§ **Le tue istruzioni**:
Duplica tutte le voci qui sotto, riga per riga e senza alcuna modifica.

[Un blocco di dati]
-- -- --

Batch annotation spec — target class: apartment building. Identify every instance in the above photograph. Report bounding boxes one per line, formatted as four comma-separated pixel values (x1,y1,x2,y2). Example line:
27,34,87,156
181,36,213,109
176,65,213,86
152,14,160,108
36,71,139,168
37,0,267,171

-- -- --

§ **Soluzione completa**:
Batch annotation spec — target class: apartment building. Identify every instance in the above photograph. Report bounding boxes one per line, formatted as four comma-separated pixel values (x1,y1,x2,y2). Example line:
27,34,87,156
181,36,213,109
176,65,213,86
152,14,160,108
36,71,139,168
37,0,267,171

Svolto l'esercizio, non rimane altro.